YOUR OBJECTIVE
Every line from the one with "Query: metal fence" to the one with "A single pin marks each instance of the asphalt ground.", including those two, is to be copied exactly; all other lines of the entries below are left out.

EXERCISE INPUTS
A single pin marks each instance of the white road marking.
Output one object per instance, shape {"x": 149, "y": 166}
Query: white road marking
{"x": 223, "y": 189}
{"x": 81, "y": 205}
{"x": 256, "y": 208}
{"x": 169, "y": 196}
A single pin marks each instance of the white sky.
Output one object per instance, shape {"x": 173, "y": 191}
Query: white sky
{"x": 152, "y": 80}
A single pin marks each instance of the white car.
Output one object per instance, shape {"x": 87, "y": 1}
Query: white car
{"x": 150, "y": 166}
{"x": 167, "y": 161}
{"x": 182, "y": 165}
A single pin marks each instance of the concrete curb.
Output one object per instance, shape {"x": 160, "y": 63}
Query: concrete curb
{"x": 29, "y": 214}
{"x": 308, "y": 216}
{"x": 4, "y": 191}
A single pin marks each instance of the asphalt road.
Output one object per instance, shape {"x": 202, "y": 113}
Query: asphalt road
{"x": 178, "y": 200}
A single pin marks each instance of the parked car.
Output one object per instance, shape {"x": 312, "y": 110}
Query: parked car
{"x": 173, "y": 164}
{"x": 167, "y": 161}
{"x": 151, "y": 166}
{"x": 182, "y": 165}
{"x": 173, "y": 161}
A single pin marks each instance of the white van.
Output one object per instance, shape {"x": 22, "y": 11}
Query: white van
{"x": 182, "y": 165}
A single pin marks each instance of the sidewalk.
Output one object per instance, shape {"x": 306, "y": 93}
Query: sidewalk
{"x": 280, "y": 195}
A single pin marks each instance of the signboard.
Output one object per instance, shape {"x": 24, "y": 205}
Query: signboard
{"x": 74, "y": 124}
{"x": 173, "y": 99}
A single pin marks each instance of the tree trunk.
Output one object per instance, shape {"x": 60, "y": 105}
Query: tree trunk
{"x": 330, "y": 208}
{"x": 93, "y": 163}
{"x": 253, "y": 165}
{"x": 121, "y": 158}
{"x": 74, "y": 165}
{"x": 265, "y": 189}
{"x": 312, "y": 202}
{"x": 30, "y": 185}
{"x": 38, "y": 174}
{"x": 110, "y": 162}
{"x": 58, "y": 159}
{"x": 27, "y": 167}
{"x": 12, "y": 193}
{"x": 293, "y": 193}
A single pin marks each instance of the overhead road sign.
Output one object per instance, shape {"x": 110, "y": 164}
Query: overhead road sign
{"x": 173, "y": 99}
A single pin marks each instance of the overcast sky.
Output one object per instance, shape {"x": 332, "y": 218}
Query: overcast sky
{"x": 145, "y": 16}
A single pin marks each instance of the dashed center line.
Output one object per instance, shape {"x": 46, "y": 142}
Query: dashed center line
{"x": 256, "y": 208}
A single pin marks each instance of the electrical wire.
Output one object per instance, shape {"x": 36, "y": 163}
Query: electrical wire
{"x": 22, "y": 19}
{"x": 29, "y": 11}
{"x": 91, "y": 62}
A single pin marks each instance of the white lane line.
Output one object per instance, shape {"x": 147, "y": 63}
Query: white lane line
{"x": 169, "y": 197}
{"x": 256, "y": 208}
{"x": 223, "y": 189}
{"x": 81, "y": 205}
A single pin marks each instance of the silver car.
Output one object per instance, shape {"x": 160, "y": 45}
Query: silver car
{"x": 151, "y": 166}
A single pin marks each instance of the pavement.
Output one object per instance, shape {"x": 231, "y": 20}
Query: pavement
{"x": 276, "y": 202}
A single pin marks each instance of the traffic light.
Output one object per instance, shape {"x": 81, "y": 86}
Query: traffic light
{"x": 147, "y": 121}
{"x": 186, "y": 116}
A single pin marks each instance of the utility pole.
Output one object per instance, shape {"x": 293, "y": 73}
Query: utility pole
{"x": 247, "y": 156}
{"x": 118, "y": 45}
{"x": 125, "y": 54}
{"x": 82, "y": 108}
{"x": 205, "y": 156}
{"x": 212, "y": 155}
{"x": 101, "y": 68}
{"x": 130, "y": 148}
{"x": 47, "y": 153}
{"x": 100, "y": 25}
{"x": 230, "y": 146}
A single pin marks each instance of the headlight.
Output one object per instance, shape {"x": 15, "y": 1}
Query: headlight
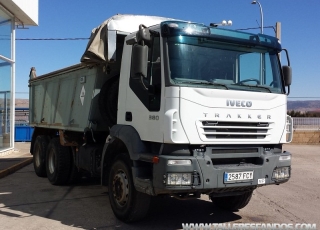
{"x": 179, "y": 179}
{"x": 281, "y": 173}
{"x": 179, "y": 162}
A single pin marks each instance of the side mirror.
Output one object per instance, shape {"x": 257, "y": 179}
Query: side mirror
{"x": 139, "y": 61}
{"x": 143, "y": 35}
{"x": 287, "y": 75}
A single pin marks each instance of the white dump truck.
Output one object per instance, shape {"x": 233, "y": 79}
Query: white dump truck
{"x": 164, "y": 107}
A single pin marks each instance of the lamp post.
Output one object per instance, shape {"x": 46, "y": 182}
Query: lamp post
{"x": 261, "y": 13}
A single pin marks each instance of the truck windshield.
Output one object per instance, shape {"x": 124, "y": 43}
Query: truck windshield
{"x": 201, "y": 62}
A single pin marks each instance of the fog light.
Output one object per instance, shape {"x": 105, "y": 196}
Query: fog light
{"x": 179, "y": 179}
{"x": 285, "y": 158}
{"x": 281, "y": 173}
{"x": 179, "y": 162}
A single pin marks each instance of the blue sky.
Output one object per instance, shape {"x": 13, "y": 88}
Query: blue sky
{"x": 300, "y": 32}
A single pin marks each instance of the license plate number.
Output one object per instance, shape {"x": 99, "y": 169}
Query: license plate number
{"x": 238, "y": 176}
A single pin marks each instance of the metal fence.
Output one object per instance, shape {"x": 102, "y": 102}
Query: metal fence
{"x": 306, "y": 123}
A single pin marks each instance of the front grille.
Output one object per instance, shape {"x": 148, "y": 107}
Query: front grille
{"x": 234, "y": 130}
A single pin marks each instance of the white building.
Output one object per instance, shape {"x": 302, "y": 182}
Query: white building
{"x": 13, "y": 14}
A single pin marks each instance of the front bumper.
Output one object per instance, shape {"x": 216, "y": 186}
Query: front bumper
{"x": 208, "y": 172}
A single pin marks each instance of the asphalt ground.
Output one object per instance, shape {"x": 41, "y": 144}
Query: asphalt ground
{"x": 17, "y": 159}
{"x": 31, "y": 202}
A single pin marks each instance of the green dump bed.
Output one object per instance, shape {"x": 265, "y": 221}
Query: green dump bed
{"x": 67, "y": 99}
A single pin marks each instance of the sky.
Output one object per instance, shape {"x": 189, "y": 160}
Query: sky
{"x": 300, "y": 32}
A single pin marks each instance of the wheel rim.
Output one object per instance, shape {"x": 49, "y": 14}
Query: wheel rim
{"x": 51, "y": 161}
{"x": 120, "y": 187}
{"x": 37, "y": 156}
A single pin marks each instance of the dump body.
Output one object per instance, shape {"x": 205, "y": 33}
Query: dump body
{"x": 66, "y": 99}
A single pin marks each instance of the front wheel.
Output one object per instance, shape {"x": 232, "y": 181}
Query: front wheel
{"x": 127, "y": 204}
{"x": 232, "y": 203}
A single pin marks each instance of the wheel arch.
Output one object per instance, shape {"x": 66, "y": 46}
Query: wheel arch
{"x": 122, "y": 139}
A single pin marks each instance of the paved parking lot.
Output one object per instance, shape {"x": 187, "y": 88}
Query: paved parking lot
{"x": 30, "y": 202}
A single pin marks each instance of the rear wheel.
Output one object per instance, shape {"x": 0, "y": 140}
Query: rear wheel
{"x": 232, "y": 203}
{"x": 58, "y": 162}
{"x": 39, "y": 155}
{"x": 127, "y": 204}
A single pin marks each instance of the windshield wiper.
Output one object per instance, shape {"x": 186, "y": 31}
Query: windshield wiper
{"x": 203, "y": 83}
{"x": 256, "y": 86}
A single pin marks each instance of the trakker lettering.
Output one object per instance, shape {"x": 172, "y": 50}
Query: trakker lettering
{"x": 235, "y": 103}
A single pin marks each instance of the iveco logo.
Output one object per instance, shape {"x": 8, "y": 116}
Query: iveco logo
{"x": 235, "y": 103}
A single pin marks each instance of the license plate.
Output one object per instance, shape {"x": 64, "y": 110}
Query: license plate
{"x": 238, "y": 176}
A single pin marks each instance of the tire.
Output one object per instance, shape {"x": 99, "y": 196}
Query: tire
{"x": 232, "y": 203}
{"x": 108, "y": 101}
{"x": 39, "y": 155}
{"x": 127, "y": 204}
{"x": 75, "y": 175}
{"x": 58, "y": 162}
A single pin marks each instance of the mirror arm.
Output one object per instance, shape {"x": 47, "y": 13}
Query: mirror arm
{"x": 141, "y": 79}
{"x": 287, "y": 54}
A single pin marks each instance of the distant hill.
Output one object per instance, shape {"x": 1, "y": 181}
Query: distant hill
{"x": 304, "y": 105}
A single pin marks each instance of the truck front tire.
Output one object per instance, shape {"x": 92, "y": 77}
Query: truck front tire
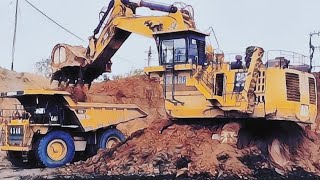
{"x": 55, "y": 149}
{"x": 15, "y": 158}
{"x": 111, "y": 138}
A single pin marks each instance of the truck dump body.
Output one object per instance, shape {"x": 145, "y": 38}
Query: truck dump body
{"x": 44, "y": 110}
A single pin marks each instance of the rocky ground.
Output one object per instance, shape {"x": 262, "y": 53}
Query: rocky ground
{"x": 193, "y": 149}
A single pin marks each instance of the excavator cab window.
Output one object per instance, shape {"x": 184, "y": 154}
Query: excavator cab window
{"x": 174, "y": 51}
{"x": 184, "y": 47}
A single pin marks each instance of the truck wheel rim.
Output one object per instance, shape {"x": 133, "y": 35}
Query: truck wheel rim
{"x": 57, "y": 150}
{"x": 112, "y": 142}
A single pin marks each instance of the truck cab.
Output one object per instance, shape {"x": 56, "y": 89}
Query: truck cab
{"x": 51, "y": 127}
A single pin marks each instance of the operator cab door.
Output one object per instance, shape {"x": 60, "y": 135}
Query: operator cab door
{"x": 179, "y": 48}
{"x": 173, "y": 51}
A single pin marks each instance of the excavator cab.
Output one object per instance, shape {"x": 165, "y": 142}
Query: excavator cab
{"x": 182, "y": 47}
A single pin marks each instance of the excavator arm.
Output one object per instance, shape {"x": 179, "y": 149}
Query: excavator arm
{"x": 76, "y": 65}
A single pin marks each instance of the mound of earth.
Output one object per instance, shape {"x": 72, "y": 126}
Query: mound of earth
{"x": 189, "y": 149}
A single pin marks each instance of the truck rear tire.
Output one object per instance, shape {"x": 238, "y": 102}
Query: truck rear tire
{"x": 110, "y": 139}
{"x": 55, "y": 149}
{"x": 15, "y": 158}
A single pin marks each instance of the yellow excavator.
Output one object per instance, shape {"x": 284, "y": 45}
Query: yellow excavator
{"x": 197, "y": 84}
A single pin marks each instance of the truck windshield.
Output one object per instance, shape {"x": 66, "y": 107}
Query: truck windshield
{"x": 11, "y": 109}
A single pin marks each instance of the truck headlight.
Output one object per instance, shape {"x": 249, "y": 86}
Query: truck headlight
{"x": 40, "y": 111}
{"x": 16, "y": 130}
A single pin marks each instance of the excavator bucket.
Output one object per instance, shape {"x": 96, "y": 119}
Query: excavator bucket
{"x": 71, "y": 65}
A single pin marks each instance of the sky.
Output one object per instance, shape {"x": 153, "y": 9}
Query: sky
{"x": 271, "y": 24}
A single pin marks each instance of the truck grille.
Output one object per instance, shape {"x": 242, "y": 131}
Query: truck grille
{"x": 293, "y": 87}
{"x": 312, "y": 91}
{"x": 15, "y": 137}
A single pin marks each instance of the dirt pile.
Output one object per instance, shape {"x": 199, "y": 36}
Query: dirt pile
{"x": 189, "y": 150}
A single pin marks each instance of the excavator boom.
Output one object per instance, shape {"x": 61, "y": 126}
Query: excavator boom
{"x": 79, "y": 65}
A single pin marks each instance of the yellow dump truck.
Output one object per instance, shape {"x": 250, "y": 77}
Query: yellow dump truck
{"x": 50, "y": 127}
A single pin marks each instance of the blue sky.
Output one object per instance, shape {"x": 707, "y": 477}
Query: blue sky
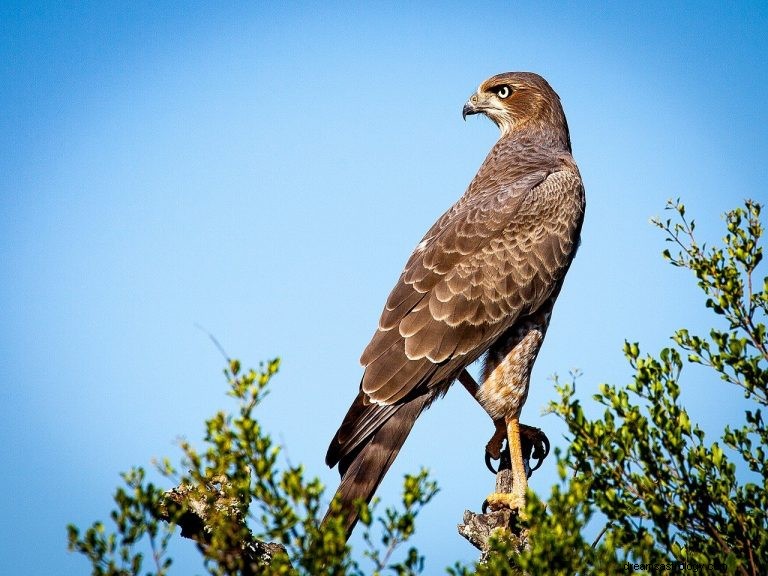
{"x": 265, "y": 171}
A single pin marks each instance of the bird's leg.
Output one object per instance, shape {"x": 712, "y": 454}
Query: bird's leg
{"x": 534, "y": 442}
{"x": 494, "y": 446}
{"x": 515, "y": 499}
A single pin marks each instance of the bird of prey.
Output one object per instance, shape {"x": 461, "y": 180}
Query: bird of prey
{"x": 482, "y": 282}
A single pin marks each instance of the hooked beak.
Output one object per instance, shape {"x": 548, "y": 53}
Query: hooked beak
{"x": 468, "y": 110}
{"x": 473, "y": 106}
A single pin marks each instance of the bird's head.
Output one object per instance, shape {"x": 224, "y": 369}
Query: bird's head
{"x": 519, "y": 101}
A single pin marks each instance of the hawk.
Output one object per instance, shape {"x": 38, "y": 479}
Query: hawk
{"x": 482, "y": 282}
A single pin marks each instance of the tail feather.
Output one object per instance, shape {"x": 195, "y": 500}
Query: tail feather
{"x": 364, "y": 468}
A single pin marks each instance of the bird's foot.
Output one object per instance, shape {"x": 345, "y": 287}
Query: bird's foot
{"x": 534, "y": 444}
{"x": 499, "y": 501}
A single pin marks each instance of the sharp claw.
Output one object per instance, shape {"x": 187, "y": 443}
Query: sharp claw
{"x": 489, "y": 465}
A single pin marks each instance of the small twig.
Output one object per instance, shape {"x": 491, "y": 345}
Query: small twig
{"x": 215, "y": 342}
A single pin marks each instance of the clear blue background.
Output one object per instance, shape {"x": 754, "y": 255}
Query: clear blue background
{"x": 265, "y": 171}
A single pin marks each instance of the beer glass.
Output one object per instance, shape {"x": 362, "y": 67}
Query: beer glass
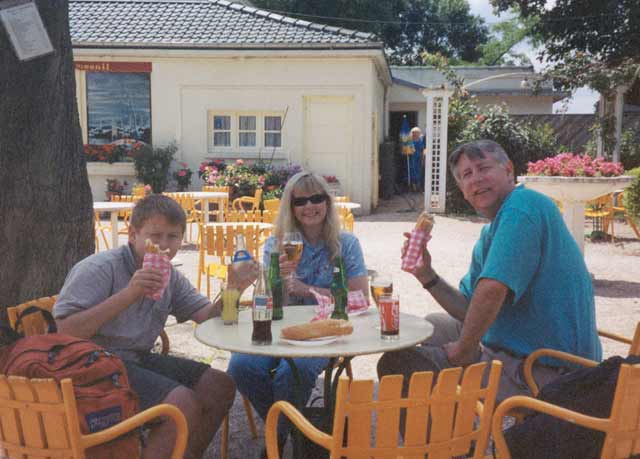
{"x": 389, "y": 308}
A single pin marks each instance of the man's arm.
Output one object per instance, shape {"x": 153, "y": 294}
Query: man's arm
{"x": 488, "y": 298}
{"x": 84, "y": 324}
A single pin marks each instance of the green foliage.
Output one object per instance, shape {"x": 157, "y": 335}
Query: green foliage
{"x": 632, "y": 194}
{"x": 152, "y": 164}
{"x": 406, "y": 27}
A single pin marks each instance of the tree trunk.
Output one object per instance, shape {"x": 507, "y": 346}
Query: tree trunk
{"x": 45, "y": 199}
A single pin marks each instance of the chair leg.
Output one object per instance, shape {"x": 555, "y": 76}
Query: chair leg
{"x": 249, "y": 411}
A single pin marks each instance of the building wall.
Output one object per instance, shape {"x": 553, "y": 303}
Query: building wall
{"x": 185, "y": 90}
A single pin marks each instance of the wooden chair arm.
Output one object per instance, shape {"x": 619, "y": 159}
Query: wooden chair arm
{"x": 139, "y": 419}
{"x": 516, "y": 403}
{"x": 308, "y": 429}
{"x": 531, "y": 359}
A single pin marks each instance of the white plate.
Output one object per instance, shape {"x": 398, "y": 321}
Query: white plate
{"x": 311, "y": 342}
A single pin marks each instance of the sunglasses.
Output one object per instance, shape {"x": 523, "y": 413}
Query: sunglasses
{"x": 314, "y": 198}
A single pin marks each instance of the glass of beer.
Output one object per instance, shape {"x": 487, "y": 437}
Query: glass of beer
{"x": 389, "y": 308}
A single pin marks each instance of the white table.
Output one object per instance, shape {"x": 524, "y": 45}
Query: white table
{"x": 113, "y": 208}
{"x": 348, "y": 205}
{"x": 206, "y": 196}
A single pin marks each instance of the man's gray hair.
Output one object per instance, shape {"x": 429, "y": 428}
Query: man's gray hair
{"x": 477, "y": 150}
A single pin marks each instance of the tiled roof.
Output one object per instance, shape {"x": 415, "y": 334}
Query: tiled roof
{"x": 200, "y": 24}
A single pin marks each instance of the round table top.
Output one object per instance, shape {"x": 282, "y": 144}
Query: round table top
{"x": 348, "y": 205}
{"x": 106, "y": 206}
{"x": 365, "y": 338}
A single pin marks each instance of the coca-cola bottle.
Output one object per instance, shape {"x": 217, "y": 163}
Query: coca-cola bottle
{"x": 262, "y": 311}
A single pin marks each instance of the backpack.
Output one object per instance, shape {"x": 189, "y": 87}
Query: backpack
{"x": 100, "y": 384}
{"x": 588, "y": 391}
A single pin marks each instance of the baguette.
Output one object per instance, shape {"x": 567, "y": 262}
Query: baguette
{"x": 150, "y": 247}
{"x": 317, "y": 329}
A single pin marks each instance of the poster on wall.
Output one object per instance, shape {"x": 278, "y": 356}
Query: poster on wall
{"x": 118, "y": 108}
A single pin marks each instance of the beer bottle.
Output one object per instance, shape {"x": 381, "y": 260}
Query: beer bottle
{"x": 262, "y": 311}
{"x": 339, "y": 291}
{"x": 275, "y": 283}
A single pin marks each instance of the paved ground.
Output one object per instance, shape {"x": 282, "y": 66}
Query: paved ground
{"x": 615, "y": 267}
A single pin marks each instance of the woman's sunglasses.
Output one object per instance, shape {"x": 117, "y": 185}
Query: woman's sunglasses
{"x": 314, "y": 198}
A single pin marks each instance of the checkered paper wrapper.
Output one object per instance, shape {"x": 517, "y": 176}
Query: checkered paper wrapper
{"x": 413, "y": 256}
{"x": 162, "y": 263}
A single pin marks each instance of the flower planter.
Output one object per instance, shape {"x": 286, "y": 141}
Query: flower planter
{"x": 99, "y": 173}
{"x": 573, "y": 193}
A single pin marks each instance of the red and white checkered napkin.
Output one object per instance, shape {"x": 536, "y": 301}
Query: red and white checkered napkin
{"x": 324, "y": 308}
{"x": 162, "y": 263}
{"x": 356, "y": 302}
{"x": 413, "y": 256}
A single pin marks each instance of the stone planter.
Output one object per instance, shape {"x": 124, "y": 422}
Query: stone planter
{"x": 99, "y": 173}
{"x": 573, "y": 193}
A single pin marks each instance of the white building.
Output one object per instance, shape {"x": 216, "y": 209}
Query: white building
{"x": 230, "y": 81}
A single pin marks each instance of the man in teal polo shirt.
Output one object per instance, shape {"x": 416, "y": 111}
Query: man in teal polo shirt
{"x": 527, "y": 287}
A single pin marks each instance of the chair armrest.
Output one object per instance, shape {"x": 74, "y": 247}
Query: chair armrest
{"x": 139, "y": 419}
{"x": 308, "y": 429}
{"x": 531, "y": 359}
{"x": 516, "y": 403}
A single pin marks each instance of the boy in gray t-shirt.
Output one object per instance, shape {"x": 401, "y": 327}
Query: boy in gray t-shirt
{"x": 106, "y": 298}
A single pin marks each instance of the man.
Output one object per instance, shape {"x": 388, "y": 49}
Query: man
{"x": 527, "y": 286}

WRITTEN ANSWER
Query: metal fence
{"x": 306, "y": 123}
A single pin marks each instance of the front grille.
Output one object per instance, shape {"x": 148, "y": 107}
Query: front grille
{"x": 234, "y": 130}
A single pin marks each instance of the white building.
Output one object per instance, shape {"x": 302, "y": 182}
Query: white building
{"x": 13, "y": 14}
A single pin marks each instance of the front bumper.
Output one object per instance, shape {"x": 216, "y": 186}
Query: front bumper
{"x": 208, "y": 172}
A single pin marks each instance of the asphalt ground.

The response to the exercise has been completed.